*GIVEN PASSAGE*
★ ★ ★ ★

So, China’s air pollution problems are well documented. As residents here, we convince ourselves that we won’t die of lung cancer by the time we are thirty because the extreme pollution occurs up in the north-east of China, in the area’s around Beijing – China’s industrial heartland. Whilst the air quality in Nanjing is still terrible by European or North American standards, at least to the best of my knowledge it’s never been positively toxic, to the point where going outside for ten minutes will be tantamount to smoking 60 cigarettes, or quite possibly, worse (I made that figure up, I have no idea how many cigarettes it’s the equivalent to smoking… but to give some sort of perspective).
Well, it looks like “beautiful, historic” Nanjing – supposedly one of the nicer, cleaner cities in China is fast catching up with the rest of the country. Yesterday, the AQI for Nanjing (Air Quality Index) hit 498. The scale only goes up to 500. Also worth pointing out, that’s the official government figure, which is notorious for playing down the levels of pollution.
Having said that, this still isn’t terrible by Chinese standards, where the measurements have gone off the scale spectacularly in both Beijing and Harbin this year, hitting 1,000, or thereabouts, reducing visibility to a few metres or less, grinding both cities of 10 million+ residents to a standstill. But it’s still pretty horrific.
I opened my window this morning to take some pictures of the pollution, and could smell the toxins (whatever they may be) in the air. It was the same yesterday. It will probably be the same tomorrow.
Even the Nanjing Government has acted, closing all schools in the city as an emergency measure. Consequently, we are able to enjoy a “Pollution Day” today in Nanjing, unfortunately not quite as fun as a “Snow Day”, for we probably shouldn’t venture outside. But still, schools are closing, primary school children are apparently now getting lung cancer (in Nanjing) and the average life expectancy has already been reduced by at least 5.5. years in large parts of China, due to the heinous pollution.
China, I think you may have a problem. A big one.
I don’t quite know what effects this toxic air is going to have on my body in years to come. None of them I expect will be good. We never imagined it could be this bad when we arrived here sixteen months ago. Now, the more we know, the worse it gets, the more concerned we become.
Scary thing is; at least we have some idea about the air pollution. The government refuses to reveal the extent of soil and water contamination. Probably for the best, after all – what we don’t know, can’t hurt us, right? Well, that is until we get cancer and die prematurely. Pretty grim hey?
I used to moan about the grey skies and rain in Britain, but at least I knew it wasn’t slowly killing me. Oh how I long for home!

★ ★ ★ ★

*Collected data*
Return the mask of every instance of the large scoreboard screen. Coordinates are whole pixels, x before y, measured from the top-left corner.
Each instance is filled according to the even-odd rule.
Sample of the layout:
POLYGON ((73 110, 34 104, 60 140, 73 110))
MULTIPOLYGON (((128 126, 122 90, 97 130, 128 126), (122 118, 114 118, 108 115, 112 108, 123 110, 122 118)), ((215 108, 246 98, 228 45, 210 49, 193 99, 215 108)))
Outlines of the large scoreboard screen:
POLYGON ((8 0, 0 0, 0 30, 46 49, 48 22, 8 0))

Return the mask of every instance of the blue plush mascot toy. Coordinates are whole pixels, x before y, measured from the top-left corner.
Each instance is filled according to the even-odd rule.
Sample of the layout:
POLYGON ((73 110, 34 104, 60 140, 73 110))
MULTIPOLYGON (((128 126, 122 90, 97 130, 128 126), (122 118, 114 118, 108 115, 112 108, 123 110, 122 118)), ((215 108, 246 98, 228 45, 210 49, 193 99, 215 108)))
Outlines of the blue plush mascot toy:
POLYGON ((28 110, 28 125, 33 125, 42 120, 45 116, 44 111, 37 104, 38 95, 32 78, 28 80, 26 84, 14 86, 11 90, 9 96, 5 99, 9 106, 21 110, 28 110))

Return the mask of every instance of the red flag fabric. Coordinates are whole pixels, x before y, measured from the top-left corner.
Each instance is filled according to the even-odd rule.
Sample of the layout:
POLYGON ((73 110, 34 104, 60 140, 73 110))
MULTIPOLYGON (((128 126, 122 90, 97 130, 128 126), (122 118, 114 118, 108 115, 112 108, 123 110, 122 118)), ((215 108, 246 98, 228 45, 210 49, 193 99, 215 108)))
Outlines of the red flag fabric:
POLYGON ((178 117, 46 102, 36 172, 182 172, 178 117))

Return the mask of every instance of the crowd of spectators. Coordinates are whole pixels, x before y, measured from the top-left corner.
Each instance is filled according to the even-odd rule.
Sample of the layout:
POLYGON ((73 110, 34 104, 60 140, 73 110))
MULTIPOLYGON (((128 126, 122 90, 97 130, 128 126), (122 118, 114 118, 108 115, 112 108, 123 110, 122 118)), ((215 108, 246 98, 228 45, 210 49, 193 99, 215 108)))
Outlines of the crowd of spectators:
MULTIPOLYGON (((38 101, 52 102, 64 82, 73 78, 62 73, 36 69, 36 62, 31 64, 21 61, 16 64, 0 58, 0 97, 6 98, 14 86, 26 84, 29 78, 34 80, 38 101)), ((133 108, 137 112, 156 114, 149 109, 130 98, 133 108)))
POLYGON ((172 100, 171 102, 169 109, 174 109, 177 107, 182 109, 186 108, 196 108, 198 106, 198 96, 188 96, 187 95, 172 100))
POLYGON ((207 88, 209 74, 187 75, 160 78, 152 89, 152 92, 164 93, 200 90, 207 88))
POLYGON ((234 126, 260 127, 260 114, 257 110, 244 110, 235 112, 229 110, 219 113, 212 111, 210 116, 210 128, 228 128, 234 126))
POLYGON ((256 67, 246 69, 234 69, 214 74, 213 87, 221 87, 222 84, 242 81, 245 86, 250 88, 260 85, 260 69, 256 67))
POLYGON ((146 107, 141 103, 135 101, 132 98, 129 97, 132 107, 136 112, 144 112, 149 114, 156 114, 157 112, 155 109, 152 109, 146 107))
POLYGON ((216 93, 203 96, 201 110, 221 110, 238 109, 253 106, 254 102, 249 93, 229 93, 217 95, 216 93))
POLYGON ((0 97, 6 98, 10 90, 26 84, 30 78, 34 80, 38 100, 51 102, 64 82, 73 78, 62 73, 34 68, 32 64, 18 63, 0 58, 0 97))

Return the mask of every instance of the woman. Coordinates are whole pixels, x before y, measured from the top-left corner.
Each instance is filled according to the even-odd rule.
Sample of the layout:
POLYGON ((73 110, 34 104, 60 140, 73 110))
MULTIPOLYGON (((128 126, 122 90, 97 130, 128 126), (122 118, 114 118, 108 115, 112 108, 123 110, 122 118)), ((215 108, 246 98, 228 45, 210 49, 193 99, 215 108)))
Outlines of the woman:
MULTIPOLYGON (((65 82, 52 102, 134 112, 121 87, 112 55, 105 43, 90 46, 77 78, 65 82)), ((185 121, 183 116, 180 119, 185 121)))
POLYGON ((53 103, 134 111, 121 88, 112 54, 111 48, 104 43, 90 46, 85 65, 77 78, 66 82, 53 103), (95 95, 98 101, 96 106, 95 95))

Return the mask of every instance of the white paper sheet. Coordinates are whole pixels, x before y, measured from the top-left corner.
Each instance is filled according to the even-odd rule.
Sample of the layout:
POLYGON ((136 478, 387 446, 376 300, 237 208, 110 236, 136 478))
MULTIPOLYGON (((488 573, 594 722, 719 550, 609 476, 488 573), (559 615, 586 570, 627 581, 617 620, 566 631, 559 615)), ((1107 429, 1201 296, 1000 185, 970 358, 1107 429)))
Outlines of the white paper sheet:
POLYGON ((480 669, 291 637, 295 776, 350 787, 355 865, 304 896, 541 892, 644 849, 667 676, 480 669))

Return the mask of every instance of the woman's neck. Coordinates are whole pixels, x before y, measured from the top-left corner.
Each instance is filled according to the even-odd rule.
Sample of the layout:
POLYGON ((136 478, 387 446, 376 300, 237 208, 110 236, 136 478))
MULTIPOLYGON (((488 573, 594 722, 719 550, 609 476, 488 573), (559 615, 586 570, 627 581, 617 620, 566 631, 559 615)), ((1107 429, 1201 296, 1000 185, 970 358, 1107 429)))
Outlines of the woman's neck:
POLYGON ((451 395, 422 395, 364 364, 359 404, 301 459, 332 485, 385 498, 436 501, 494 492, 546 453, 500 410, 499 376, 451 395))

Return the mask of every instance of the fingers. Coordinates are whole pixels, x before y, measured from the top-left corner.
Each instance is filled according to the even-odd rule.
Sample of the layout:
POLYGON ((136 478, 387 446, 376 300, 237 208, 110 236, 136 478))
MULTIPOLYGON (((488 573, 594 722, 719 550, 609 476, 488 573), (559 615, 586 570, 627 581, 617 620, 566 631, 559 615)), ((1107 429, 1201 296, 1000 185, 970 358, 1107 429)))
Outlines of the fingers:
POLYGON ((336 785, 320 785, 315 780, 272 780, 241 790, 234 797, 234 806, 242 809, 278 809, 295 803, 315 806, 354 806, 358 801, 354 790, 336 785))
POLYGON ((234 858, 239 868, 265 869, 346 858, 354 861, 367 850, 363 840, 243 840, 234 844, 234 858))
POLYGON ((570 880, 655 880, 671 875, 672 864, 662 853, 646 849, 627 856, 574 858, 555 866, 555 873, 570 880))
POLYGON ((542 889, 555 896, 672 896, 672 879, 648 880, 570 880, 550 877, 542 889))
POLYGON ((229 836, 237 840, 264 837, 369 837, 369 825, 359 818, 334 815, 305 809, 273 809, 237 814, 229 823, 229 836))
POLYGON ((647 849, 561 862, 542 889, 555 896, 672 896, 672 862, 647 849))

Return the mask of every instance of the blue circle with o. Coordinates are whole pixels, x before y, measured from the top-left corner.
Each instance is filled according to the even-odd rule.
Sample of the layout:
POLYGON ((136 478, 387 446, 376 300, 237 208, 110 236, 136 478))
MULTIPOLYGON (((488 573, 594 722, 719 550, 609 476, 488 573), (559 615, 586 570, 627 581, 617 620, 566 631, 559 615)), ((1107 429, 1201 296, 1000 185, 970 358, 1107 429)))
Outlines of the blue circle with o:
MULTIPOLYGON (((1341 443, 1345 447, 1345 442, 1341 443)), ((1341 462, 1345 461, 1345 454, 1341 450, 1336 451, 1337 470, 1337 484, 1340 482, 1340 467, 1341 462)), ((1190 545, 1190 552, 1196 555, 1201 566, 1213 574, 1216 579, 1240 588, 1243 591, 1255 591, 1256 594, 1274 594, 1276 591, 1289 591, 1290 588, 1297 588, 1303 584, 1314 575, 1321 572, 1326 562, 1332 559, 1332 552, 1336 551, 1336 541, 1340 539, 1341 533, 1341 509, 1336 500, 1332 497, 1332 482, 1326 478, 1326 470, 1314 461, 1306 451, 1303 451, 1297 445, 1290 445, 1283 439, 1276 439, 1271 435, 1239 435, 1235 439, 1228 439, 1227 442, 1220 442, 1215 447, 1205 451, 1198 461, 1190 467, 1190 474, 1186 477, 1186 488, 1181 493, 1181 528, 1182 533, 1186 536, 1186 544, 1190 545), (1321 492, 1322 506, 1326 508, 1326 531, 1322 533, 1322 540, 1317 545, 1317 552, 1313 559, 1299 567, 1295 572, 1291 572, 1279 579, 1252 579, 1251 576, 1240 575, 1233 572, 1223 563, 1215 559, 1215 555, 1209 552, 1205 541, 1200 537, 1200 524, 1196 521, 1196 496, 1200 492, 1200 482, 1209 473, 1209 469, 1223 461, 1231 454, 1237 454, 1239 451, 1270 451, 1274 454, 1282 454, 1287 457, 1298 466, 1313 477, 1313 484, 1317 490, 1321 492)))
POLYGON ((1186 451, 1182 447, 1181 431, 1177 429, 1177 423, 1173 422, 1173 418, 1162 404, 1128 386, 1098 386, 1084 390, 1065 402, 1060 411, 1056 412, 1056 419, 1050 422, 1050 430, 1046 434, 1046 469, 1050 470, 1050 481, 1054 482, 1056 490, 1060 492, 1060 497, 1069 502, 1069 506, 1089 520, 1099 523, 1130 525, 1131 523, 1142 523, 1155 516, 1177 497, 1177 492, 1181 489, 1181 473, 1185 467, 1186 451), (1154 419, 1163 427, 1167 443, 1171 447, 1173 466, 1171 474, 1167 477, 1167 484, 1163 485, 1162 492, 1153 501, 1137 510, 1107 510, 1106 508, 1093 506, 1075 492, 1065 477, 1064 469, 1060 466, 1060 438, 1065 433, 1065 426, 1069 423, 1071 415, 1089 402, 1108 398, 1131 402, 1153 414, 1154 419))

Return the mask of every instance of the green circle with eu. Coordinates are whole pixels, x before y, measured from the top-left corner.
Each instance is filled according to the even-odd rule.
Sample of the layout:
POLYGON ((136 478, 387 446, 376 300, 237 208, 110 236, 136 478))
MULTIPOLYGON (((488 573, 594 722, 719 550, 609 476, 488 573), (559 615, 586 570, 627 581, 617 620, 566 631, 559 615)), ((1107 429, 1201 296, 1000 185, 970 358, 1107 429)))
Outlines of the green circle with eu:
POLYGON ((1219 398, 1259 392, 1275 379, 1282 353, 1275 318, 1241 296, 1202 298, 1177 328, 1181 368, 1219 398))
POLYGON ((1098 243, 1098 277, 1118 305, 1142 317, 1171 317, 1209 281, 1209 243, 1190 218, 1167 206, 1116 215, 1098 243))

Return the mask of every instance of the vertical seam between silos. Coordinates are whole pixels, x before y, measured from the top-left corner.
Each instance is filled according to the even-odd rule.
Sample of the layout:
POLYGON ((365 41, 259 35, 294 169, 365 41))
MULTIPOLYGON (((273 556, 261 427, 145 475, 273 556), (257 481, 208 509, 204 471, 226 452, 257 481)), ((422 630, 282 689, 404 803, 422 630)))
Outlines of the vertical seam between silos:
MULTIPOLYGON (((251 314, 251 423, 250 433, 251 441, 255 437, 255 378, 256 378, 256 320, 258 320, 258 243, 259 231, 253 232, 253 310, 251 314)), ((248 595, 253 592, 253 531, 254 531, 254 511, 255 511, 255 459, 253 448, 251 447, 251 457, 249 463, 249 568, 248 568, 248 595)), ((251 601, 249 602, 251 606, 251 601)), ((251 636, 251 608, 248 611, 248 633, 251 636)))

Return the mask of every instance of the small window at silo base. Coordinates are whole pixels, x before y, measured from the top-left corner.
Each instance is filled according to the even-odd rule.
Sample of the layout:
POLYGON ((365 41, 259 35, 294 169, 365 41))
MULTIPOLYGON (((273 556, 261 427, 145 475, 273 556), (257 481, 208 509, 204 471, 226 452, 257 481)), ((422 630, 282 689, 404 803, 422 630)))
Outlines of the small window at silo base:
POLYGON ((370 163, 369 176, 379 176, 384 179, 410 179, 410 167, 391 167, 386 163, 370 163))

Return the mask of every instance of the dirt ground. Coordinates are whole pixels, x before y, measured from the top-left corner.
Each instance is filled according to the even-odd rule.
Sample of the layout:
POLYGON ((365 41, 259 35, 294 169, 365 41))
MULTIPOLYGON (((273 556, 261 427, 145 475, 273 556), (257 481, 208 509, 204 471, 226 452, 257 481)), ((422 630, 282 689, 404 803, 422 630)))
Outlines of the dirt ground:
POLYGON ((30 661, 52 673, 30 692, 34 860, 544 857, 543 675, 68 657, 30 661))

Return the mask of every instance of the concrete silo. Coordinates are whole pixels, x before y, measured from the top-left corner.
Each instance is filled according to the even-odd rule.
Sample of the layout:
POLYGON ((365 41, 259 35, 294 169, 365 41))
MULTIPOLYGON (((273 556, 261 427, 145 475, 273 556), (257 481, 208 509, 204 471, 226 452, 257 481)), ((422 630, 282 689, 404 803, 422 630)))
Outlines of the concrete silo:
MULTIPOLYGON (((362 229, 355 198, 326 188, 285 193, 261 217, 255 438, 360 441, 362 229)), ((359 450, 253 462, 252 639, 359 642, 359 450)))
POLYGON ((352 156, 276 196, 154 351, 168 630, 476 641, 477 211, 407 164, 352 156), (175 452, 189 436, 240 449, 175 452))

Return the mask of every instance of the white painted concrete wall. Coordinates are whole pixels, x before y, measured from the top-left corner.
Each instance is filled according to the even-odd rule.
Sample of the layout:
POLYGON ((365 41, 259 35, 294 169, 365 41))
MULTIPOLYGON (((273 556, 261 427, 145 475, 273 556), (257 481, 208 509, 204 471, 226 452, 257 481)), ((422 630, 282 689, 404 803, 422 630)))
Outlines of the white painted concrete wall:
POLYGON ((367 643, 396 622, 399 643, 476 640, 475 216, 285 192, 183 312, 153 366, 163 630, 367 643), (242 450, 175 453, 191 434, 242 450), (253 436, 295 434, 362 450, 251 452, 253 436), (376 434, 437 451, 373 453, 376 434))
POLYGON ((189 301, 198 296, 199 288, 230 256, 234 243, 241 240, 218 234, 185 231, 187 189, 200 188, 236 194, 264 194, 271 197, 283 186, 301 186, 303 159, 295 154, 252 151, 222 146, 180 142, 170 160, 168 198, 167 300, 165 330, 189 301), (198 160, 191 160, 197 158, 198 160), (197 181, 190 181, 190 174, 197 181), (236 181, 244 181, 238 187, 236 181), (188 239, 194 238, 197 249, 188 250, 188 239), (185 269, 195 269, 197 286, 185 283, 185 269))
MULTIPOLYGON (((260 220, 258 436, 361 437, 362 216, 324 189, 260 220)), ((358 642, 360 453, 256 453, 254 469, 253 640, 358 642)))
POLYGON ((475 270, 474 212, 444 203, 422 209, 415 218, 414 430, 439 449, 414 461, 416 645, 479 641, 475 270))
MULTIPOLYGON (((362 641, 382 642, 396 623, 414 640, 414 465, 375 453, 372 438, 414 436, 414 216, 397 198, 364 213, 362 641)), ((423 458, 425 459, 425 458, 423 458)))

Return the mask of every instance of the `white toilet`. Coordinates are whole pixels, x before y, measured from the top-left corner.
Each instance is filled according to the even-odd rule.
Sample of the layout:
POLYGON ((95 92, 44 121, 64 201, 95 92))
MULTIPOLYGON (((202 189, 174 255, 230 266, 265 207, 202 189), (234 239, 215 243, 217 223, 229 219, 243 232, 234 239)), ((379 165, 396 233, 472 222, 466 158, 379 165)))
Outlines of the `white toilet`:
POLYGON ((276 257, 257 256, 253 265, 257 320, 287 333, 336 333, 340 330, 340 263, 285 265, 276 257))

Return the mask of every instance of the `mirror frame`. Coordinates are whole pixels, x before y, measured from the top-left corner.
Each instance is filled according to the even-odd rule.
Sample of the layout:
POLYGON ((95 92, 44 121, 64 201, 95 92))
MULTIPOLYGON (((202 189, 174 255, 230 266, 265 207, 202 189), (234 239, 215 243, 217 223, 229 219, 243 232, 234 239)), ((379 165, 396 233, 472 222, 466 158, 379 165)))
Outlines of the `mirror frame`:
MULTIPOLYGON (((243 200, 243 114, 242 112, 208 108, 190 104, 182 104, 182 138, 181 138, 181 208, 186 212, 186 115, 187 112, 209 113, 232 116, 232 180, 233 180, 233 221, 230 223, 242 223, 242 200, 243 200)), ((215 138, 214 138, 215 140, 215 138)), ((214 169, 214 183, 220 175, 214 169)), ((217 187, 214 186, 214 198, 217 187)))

★ ★ ★ ★

*BRIEF A*
In the passage on Nanjing's air pollution, what emergency measure did the Nanjing Government take?
*BRIEF B*
Repeat the passage on Nanjing's air pollution word for word, from "I don’t quite" up to and including "Pretty grim hey?".
The records are separate material that is not part of the passage on Nanjing's air pollution.

*ANSWER SECTION A*
It closed all schools in the city.

*ANSWER SECTION B*
I don’t quite know what effects this toxic air is going to have on my body in years to come. None of them I expect will be good. We never imagined it could be this bad when we arrived here sixteen months ago. Now, the more we know, the worse it gets, the more concerned we become.
Scary thing is; at least we have some idea about the air pollution. The government refuses to reveal the extent of soil and water contamination. Probably for the best, after all – what we don’t know, can’t hurt us, right? Well, that is until we get cancer and die prematurely. Pretty grim hey?